Items from a dataset
-----

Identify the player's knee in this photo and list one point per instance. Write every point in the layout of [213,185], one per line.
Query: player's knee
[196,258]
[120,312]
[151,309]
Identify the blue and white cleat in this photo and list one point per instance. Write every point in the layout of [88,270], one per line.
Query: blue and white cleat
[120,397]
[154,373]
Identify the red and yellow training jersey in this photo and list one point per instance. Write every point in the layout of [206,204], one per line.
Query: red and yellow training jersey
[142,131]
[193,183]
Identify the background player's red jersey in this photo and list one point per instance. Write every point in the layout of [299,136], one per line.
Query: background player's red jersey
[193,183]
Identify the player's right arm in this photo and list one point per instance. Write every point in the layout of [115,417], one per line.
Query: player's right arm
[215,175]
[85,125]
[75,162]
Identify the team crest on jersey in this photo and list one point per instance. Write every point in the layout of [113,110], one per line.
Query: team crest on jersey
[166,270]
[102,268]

-----

■ **Goal of the exercise**
All of the entries above must be output word for word.

■ **Result of this exercise**
Identify the player's knee in this photo and list one point per instance. Write every point in the layout of [213,185], one per line.
Query: player's knee
[196,258]
[120,312]
[151,309]
Identify the blue and white cleat in this photo and list one point per instance. Write every point in the layout of [88,270], one per line.
Query: blue and white cleat
[120,397]
[154,373]
Identify the red and yellow training jersey in this photo and list one point per instance. Write every point in the layout of [206,204], one per line.
Query: red and yellow training jersey
[142,131]
[193,183]
Identify the background player's red jersey in this photo and list one point per instance. Write every point in the layout of [299,136], one per line.
Query: background player's red jersey
[193,183]
Identify the player's right arm in this photo and list one point per instance. Write every point in the layout of [115,417], one per line.
Query: player's right arm
[215,175]
[85,125]
[75,162]
Identify the team crest on jersey in this photo and list one point per instance. Write every point in the layout of [113,110], one per line.
Query: team crest on jersey
[166,270]
[102,268]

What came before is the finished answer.